[Excerpt from a dataset]
>>>>>

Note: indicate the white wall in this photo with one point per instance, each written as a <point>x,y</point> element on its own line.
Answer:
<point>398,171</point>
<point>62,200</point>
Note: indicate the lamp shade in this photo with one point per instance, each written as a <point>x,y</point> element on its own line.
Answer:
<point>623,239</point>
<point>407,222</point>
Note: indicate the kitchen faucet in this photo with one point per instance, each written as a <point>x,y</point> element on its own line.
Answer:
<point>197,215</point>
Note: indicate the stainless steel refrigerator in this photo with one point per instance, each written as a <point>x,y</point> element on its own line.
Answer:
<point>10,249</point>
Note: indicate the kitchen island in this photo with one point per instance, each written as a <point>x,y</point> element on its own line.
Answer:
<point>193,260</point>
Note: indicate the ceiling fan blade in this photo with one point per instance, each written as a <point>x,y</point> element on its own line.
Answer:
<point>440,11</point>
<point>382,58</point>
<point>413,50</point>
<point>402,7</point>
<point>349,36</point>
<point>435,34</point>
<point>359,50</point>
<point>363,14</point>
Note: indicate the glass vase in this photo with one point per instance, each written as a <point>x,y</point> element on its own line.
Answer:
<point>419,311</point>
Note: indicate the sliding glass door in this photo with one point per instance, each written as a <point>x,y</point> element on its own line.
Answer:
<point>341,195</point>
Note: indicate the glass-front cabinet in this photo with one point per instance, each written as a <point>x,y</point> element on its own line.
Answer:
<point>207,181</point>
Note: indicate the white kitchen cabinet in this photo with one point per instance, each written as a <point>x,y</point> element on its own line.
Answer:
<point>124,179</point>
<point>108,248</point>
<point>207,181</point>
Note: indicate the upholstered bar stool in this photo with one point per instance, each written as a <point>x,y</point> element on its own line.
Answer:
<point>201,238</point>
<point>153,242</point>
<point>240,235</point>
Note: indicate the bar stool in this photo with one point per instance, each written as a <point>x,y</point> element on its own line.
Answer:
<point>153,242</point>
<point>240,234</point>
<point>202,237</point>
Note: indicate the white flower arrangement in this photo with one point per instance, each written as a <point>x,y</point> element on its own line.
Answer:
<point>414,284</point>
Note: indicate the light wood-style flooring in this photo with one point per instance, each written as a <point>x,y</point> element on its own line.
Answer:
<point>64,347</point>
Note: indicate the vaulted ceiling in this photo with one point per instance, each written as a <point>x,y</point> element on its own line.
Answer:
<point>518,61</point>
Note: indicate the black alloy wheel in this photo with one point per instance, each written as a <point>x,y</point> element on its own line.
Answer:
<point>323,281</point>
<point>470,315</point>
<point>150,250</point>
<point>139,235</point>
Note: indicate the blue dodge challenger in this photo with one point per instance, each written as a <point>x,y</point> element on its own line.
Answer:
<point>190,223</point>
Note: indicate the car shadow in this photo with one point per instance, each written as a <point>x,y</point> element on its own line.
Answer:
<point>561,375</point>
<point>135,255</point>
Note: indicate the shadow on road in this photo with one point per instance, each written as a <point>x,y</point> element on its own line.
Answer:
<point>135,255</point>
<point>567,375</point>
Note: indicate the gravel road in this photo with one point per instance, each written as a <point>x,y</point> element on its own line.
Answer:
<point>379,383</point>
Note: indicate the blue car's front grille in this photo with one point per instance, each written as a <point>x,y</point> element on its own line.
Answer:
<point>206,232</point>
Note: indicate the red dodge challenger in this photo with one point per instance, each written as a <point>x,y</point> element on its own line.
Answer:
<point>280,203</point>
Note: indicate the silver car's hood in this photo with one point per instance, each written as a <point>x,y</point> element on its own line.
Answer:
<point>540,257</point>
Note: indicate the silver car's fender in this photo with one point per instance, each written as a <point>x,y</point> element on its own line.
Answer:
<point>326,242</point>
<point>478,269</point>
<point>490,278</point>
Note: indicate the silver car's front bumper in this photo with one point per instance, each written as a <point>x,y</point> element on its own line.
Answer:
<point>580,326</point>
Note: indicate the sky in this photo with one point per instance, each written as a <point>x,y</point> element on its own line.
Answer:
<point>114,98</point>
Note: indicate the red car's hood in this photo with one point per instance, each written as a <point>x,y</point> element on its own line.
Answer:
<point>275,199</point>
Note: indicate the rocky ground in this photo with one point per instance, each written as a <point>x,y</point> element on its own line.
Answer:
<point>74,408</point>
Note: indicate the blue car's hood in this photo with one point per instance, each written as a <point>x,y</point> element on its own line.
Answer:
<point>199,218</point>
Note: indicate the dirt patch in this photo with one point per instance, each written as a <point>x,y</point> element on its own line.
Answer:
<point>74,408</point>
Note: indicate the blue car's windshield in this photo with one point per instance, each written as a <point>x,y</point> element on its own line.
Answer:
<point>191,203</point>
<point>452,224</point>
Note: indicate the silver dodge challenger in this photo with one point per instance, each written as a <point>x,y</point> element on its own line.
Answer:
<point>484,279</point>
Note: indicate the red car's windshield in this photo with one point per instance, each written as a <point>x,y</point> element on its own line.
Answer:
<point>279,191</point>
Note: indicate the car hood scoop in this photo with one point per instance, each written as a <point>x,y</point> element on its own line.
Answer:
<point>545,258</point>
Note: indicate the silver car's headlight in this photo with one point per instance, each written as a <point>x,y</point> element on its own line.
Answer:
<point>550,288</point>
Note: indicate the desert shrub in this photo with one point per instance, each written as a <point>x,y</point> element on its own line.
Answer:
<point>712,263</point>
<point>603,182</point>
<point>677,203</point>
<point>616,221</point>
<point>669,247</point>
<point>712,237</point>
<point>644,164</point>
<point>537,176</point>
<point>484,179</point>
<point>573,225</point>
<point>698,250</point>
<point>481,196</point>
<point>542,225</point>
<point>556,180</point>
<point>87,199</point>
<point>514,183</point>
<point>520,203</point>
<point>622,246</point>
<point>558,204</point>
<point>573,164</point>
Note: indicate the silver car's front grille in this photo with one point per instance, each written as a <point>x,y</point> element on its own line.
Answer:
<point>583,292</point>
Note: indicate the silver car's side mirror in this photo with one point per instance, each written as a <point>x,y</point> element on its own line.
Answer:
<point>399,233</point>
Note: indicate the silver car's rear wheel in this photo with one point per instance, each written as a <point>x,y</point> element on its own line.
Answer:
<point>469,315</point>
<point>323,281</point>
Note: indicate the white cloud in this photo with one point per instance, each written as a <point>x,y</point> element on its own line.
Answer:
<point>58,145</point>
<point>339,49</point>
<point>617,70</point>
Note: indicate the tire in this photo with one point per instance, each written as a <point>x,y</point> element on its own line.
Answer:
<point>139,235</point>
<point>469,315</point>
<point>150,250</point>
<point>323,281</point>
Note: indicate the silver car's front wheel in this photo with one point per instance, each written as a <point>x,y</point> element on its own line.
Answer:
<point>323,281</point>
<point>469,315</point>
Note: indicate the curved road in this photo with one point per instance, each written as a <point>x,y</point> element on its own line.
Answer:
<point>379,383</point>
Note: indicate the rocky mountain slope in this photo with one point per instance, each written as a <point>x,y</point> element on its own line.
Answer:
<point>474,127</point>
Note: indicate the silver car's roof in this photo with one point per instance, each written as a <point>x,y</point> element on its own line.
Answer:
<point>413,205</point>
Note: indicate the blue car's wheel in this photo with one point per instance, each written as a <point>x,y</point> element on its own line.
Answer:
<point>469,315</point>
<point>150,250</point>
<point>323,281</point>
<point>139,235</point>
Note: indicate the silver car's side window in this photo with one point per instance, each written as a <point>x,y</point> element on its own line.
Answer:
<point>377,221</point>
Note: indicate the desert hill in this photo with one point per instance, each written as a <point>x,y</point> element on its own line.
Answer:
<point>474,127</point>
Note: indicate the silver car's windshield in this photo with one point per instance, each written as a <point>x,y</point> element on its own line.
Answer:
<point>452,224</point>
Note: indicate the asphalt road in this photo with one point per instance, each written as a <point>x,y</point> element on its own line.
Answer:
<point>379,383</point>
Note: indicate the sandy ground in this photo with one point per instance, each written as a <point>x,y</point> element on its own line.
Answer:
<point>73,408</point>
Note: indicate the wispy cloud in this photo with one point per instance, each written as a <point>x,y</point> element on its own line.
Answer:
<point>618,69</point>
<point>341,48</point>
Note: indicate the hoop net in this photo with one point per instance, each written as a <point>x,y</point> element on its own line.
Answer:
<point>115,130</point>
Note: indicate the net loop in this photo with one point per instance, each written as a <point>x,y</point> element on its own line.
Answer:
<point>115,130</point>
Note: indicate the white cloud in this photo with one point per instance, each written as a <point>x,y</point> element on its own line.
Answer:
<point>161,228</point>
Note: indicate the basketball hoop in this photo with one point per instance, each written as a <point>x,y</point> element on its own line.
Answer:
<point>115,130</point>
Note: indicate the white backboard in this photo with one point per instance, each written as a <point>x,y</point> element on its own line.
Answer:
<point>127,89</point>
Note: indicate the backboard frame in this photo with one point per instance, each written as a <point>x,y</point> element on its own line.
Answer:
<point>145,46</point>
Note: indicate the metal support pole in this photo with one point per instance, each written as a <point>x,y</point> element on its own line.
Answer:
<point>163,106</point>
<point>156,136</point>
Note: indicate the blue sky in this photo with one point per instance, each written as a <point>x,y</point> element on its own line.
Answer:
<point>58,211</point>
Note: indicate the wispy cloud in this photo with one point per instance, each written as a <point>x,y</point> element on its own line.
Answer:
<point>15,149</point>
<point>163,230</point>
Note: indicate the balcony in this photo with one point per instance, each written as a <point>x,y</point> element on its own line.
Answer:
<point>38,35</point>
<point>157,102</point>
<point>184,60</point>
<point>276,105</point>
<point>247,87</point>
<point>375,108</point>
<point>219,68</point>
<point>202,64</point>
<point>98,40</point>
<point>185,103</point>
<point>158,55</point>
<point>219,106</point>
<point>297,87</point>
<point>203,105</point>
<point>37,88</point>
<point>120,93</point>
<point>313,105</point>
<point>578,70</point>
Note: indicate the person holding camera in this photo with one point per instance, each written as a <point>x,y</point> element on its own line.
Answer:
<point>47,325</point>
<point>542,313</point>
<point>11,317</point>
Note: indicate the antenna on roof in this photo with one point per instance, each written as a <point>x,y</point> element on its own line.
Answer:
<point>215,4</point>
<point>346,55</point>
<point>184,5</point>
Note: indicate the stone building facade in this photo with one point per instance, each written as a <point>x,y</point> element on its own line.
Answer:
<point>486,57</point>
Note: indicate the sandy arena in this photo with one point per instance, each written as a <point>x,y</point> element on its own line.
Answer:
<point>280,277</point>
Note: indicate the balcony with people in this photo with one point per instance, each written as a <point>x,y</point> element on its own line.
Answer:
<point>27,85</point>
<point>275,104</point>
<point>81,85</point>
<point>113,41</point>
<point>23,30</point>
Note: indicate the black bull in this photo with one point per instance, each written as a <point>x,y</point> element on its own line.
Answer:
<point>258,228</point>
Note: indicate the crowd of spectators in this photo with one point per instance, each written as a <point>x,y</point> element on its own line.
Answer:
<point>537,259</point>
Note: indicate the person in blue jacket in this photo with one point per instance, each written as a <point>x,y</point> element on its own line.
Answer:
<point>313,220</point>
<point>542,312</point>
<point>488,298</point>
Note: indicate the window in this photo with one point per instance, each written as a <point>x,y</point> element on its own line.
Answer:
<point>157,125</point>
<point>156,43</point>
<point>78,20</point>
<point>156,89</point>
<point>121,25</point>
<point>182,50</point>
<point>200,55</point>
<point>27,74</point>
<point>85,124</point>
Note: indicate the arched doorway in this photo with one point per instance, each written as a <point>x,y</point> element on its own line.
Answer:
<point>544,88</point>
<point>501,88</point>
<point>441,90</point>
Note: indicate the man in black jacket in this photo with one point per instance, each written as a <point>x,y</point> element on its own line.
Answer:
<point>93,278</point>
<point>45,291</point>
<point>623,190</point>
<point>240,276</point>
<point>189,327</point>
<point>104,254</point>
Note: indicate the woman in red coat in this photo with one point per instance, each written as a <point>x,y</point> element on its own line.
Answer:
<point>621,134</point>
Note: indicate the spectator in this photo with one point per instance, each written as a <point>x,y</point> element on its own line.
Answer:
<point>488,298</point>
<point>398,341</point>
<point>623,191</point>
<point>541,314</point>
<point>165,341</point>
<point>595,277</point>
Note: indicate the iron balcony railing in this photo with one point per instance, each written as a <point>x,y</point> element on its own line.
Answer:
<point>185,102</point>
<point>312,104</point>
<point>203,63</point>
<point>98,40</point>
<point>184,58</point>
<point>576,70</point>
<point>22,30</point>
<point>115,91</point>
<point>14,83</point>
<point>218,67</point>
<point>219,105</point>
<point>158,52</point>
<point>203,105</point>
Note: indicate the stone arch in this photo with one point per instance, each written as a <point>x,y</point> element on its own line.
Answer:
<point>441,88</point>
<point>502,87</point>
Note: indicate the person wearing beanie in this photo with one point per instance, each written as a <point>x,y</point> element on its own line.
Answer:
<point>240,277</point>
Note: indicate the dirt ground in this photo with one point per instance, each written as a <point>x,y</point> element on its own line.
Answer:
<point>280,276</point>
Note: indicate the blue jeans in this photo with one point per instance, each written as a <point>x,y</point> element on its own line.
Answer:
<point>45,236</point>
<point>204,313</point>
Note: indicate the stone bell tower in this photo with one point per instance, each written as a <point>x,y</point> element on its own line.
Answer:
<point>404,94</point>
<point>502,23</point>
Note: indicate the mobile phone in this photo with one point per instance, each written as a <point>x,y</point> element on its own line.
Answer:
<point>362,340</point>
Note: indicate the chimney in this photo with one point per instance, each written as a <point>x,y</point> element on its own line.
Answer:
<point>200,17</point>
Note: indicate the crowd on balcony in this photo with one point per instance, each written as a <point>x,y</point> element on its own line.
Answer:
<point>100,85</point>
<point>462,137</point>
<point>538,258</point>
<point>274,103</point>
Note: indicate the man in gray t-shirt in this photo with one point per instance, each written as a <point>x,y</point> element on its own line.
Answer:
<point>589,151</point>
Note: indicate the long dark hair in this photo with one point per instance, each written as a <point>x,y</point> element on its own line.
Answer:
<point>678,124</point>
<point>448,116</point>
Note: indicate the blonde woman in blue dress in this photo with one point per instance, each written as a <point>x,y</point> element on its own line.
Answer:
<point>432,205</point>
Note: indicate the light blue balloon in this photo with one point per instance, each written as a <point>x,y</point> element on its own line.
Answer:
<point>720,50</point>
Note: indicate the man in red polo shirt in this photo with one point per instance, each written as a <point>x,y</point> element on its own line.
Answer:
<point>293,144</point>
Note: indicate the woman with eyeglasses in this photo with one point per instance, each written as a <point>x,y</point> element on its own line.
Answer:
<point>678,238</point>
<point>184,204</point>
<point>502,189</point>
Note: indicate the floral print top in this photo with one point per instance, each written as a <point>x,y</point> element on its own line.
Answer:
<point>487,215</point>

<<<<<

• **Aim**
Rewrite the rows starting with the line containing "Note: indicate the backboard" and going on through the line containing "<point>145,46</point>", swapping "backboard frame" for "hoop" and leaving everything else unchanged.

• **Written response**
Note: indicate the hoop in this photo with one point per instance, each written as a <point>x,y</point> element on its own line.
Answer:
<point>145,46</point>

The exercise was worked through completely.